_To be done_. Copy out every line in the records below that contains the word "sandy".

_The data_.
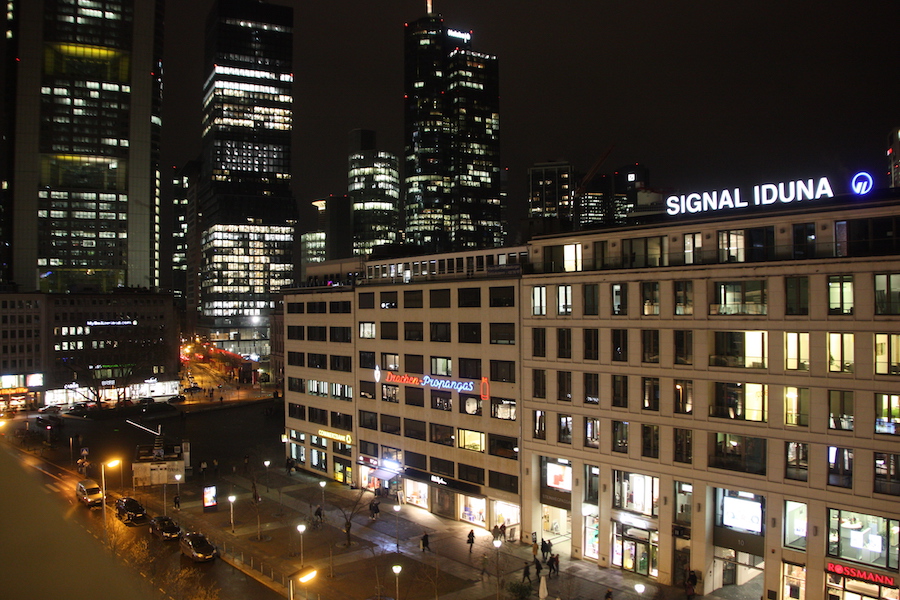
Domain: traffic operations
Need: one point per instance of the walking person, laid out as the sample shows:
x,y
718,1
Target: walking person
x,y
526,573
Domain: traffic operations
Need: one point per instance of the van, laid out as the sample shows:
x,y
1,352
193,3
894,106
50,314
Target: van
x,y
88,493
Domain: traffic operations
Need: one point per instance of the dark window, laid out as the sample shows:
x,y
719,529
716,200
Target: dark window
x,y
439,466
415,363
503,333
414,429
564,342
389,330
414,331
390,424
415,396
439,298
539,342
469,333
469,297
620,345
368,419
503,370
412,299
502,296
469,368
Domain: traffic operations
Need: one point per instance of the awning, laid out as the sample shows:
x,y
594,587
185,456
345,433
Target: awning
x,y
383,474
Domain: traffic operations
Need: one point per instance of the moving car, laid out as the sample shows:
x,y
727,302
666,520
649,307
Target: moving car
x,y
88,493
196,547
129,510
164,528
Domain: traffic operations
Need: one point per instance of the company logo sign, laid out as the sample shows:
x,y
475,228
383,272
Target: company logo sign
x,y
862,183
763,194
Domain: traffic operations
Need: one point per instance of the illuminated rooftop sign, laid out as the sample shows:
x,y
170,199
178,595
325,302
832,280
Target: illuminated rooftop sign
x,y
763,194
* * *
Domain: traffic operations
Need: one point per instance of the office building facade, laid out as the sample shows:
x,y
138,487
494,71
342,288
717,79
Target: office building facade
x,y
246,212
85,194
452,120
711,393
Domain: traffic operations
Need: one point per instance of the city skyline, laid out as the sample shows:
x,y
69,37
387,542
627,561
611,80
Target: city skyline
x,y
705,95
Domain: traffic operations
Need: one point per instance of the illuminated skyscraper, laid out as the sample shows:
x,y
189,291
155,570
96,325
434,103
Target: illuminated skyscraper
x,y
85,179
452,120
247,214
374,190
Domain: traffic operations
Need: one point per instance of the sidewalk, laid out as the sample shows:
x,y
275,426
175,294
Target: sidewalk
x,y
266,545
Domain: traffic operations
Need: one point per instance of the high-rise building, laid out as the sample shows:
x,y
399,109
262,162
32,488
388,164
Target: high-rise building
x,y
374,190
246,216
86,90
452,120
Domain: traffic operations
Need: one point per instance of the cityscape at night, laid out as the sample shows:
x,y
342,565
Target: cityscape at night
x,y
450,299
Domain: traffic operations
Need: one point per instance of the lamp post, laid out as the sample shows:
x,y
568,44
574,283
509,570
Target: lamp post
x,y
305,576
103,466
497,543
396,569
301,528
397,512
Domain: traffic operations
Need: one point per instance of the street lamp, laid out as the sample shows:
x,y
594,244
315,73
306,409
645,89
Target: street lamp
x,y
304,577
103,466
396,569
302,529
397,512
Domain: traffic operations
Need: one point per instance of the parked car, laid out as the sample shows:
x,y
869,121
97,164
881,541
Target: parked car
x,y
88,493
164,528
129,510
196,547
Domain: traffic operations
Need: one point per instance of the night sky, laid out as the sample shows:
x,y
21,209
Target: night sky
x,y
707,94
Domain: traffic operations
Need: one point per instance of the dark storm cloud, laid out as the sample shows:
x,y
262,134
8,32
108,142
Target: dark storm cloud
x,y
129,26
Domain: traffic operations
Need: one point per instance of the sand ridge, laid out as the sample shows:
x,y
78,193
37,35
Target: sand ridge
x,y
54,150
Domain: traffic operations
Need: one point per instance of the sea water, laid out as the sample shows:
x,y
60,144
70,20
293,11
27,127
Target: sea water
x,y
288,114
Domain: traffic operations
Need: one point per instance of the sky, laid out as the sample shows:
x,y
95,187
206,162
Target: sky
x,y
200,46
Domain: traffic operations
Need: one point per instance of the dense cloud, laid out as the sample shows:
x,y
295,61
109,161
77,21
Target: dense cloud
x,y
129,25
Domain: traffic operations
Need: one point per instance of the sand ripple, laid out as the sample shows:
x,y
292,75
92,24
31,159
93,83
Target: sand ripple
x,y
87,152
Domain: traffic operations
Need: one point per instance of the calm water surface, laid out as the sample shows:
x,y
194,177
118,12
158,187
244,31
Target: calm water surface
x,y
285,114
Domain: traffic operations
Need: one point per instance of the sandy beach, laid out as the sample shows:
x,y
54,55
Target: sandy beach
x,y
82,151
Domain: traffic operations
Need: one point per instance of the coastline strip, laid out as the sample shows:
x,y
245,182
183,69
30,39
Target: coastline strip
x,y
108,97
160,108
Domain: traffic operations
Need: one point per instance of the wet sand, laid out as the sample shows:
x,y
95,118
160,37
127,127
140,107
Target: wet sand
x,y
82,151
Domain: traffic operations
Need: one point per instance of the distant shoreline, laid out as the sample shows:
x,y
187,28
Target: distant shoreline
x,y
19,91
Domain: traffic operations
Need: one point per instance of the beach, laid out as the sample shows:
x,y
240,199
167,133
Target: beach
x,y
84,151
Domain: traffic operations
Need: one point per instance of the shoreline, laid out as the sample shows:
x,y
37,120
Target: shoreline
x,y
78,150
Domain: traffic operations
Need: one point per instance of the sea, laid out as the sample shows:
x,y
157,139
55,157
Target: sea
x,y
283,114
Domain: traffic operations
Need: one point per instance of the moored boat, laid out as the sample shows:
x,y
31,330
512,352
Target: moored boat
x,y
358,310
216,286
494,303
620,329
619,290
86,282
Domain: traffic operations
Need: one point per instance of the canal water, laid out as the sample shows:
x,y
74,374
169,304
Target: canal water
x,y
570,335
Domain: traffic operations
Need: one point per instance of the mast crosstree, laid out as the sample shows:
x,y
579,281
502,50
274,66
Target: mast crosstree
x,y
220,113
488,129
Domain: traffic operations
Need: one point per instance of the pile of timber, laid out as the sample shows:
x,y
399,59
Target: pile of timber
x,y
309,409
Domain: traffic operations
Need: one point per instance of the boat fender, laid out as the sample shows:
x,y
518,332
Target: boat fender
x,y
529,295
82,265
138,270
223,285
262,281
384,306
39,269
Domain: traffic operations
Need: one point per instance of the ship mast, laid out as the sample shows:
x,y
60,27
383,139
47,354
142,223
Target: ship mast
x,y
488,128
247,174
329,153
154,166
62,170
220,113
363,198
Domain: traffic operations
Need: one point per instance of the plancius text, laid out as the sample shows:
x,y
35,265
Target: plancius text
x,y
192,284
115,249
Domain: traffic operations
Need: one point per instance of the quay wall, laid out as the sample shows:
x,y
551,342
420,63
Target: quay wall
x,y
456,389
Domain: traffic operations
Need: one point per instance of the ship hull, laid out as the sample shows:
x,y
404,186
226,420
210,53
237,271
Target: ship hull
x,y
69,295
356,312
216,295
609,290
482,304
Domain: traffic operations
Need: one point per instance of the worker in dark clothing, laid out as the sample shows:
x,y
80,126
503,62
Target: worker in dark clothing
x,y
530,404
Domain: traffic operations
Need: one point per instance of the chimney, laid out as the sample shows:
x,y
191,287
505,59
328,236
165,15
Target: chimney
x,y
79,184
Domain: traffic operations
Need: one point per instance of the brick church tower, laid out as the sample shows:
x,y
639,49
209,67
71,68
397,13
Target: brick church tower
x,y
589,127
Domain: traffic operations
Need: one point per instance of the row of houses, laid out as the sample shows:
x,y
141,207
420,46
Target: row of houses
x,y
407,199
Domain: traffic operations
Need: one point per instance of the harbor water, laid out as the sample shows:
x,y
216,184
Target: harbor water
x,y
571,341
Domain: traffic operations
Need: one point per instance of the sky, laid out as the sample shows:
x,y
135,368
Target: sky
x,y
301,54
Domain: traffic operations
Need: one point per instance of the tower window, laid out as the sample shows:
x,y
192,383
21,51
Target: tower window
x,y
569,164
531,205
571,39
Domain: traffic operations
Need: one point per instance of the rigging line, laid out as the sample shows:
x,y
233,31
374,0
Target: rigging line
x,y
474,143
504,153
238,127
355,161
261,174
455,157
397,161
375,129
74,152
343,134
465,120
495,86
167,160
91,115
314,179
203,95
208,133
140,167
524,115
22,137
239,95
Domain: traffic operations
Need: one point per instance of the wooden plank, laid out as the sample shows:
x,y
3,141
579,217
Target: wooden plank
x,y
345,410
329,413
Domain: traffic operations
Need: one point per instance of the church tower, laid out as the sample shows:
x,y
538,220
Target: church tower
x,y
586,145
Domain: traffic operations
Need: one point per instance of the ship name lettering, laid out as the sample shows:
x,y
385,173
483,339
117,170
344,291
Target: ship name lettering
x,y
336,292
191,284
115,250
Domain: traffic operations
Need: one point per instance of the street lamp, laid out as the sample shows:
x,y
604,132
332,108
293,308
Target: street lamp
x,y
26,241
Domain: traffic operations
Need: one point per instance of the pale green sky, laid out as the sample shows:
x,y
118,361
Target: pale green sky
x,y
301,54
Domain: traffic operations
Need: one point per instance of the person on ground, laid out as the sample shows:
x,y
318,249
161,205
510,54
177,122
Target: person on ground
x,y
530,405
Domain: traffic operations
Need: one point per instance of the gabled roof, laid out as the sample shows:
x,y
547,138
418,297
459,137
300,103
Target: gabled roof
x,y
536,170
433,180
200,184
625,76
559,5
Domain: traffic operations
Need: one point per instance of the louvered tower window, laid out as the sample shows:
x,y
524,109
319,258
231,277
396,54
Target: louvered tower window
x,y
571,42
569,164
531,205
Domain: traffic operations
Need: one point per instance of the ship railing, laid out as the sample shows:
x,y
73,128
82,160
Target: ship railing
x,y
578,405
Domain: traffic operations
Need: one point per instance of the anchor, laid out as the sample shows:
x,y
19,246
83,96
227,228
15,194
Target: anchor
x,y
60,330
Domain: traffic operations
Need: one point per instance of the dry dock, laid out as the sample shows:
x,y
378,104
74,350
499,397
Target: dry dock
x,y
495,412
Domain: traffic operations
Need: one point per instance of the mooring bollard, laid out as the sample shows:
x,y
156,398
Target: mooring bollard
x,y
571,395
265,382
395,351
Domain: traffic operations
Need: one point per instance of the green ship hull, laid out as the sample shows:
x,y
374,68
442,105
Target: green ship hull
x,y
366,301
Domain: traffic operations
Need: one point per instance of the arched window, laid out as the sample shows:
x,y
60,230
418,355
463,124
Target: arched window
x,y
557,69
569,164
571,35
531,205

_Response to the exercise_.
Need: one point per instance of the sandy beach, laid out as the sample shows:
Target: sandy beach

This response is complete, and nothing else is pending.